▶ **BRIEF**:
Begin with the line that holds "this form: (217,3).". Write out every line from there to the end of the listing below, word for word.

▶ **RECORD SET**:
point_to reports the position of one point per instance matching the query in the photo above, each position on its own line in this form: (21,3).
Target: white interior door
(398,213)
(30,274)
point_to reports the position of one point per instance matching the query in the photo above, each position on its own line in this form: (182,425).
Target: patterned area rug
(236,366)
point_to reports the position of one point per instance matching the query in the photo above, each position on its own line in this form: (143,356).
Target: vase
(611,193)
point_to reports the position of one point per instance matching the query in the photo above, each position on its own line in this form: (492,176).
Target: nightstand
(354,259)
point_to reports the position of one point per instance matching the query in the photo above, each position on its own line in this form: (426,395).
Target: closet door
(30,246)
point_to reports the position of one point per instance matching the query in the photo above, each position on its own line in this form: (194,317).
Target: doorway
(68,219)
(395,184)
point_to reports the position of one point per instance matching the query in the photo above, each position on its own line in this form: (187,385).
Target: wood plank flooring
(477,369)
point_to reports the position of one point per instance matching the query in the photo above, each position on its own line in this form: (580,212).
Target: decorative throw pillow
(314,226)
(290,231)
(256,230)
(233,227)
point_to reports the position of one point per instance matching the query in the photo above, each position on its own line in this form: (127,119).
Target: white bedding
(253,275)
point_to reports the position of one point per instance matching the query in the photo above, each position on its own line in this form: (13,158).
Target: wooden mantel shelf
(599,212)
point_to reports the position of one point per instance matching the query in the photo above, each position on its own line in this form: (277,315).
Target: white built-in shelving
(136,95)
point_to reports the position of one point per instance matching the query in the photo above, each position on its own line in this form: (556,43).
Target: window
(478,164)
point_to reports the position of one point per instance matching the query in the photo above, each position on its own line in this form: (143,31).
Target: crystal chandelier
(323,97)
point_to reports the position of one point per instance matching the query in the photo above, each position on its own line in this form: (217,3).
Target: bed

▶ **EXPECTED ANSWER**:
point_to reports the position of one point per instance matching the query in the photo above, each position on its own line in this form: (217,3).
Target: bed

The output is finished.